Task 1> In the notes on RAG and vector search, how much of RAG quality is chunking strategy said to account for?
Task 2> Extend the notes on RAG and vector search, picking up right after their final line.

Exercise passage>
▼
ANN (Approximate Nearest Neighbor) algorithms:
- HNSW (Hierarchical NSW): graph-based, most popular
- IVF: clustering-based
- LSH: hashing-based
- DiskANN: SSD-based for huge datasets

Vector DB tools:
- Pinecone — managed, easy + pricey
- Weaviate (OSS) — multi-modal
- Qdrant (OSS) — Rust, fast
- Milvus (OSS) — big scale
- pgvector (Postgres extension) — atop existing PG / small datasets
- ChromaDB (OSS) — embedded, dev-friendly
- Elasticsearch 8+ — full-text + vector hybrid

Small dataset (< 100K): pgvector or ChromaDB suffices
Large dataset (millions+): Pinecone / Qdrant / Milvus

Chunking — The Naive-Split Trap

One embedding for the entire document? Too big, meaning diluted.
One per character? Meaningless.

Chunks of ~500-1500 tokens are typical.

Naive — split by characters:
  chunk[0] = doc[0:1000]
  chunk[1] = doc[1000:2000]
  ...

Problems:
- Splits in the middle of sentences / paragraphs → meaning muddied
- "the answer is" and "yes" split apart → lose context at retrieval

Better — semantic-unit chunking:
- Split by paragraph + further split long paragraphs
- Recursive split (large → small separators)
- Sliding window (200 token overlap) — preserve boundary info

Modern — semantic chunking:
- Compare embeddings to detect topic shifts → split there
- e.g. LangChain's SemanticChunker

→ Chunking strategy accounts for 30%+ of RAG quality. Experiment.

Hybrid Search — Vector + Keyword

Vector search weakness:
- Weak on exact keyword matches (product SKUs, names)
- Searching "iPhone 15 Pro Max" → "iPhone 13" still retrieves too

Keyword search (BM25) weakness:
- No synonym handling
- Searching "fast running shoes" → "sneaker" not found

Hybrid:
- Combine BM25 + vector scores (RRF — Reciprocal Rank Fusion)
- Or weighted (0.5 × bm25 + 0.5 × vector)

→ Capture both accuracy and meaning. Modern production standard.

Tools:
- Elasticsearch / OpenSearch hybrid query
- Weaviate / Pinecone hybrid
- LangChain / LlamaIndex EnsembleRetriever

Re-Ranking — Boost Precision

Take top-50 from vector / hybrid search → re-rank to top-10.

Why:
- Vector similarity = semantic proxy
- True "best chunk to answer this question" needs different criteria
- Cross-encoder reranker = (question + chunk) input → direct relevance score

Tools:
- Cohere Rerank — API, strong
- BGE Reranker — OSS
- ColBERT — late interaction, fast

Trade-off:
- retrieve top-50 + rerank top-10 → accuracy ↑, latency +50-200ms
- Standard for important tasks, skip for latency-critical

Evaluation — The Hardest Part

"Is this RAG good?" is hard:
- Ground truth (correct answers) often missing
- LLM outputs vary (sampling)
▲
Dataset entries>
▼
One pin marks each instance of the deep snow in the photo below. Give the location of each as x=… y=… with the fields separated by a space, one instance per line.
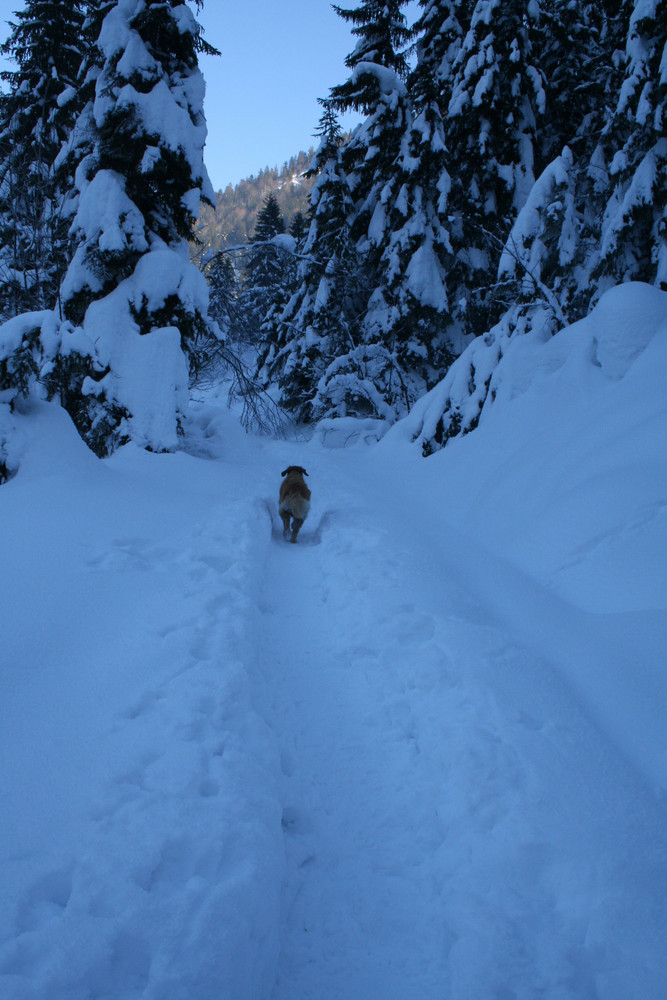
x=421 y=754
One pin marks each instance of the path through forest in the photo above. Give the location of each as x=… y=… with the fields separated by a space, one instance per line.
x=455 y=825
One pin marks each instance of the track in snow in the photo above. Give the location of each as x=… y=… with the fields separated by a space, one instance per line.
x=454 y=825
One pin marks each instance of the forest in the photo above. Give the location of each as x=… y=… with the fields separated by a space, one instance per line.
x=510 y=166
x=421 y=753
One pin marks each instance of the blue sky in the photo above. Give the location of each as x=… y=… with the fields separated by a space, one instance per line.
x=277 y=59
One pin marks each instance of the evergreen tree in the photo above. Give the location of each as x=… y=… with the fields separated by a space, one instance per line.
x=131 y=289
x=267 y=268
x=223 y=294
x=298 y=227
x=36 y=116
x=316 y=321
x=370 y=378
x=634 y=228
x=497 y=99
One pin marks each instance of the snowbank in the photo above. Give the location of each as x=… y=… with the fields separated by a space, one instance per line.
x=140 y=836
x=560 y=499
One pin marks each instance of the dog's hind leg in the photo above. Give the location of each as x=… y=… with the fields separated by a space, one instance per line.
▲
Expected output 1> 30% or more.

Expected output 2>
- Human evaluation is expensive

Tools:
- Ragas — LLM-based auto eval (faithfulness, relevance, context recall)
- TruLens — per-stage metrics
- LLM-as-judge — GPT-4 compares two answers

Metrics:
- Context recall: do retrieved chunks contain the answer?
- Context precision: are retrieved chunks low-noise?
- Faithfulness: does the answer stick to facts in context?
- Answer relevance: does the answer address the question?

Practical:
- Curate a 50-100 question golden set, evaluate weekly
- Analyze production query logs + user feedback

RAG vs Fine-tuning

Property	RAG	Fine-tuning
Adding new knowledge	Just add documents (instant)	Retrain
Cost	Retrieval cost + LLM API	Training cost ↑ + same serving
Style change	Weak (relies on prompt)	Strong (shapes LLM output style)
Hallucination	Reduced via context grounding	Still possible
Source citation	Natural (cite retrieved chunks)	Hard

Most knowledge tasks = RAG. Style / behavior changes = fine-tuning. Both can combine (fine-tune base + RAG for fresh knowledge).

Common Pitfalls

Naive character splits — meaning units lost → quality drop. Use recursive or semantic chunking.
Vector search only — weak on keywords. Use hybrid (BM25 + vector).
top-k too small — k=3 may miss the answer chunk. k=10-20 + rerank.
No evaluation — comfort of "seems to work". Golden set + Ragas-style auto eval.
Context window overflow — sum of retrieved chunks exceeds LLM context limit. Dynamic chunk count or a larger-context model.

Wrap-up

RAG — inject new knowledge via retrieval without updating LLM parameters. Embedding + vector DB + chunking + hybrid + rerank layers. An alternative to fine-tuning but the two can combine.

Practical — small start: ChromaDB (in-memory) + OpenAI embeddings + recursive chunking + naive top-k. For production, add hybrid + rerank + Ragas eval. The standard pattern for most knowledge chatbots / Q&A.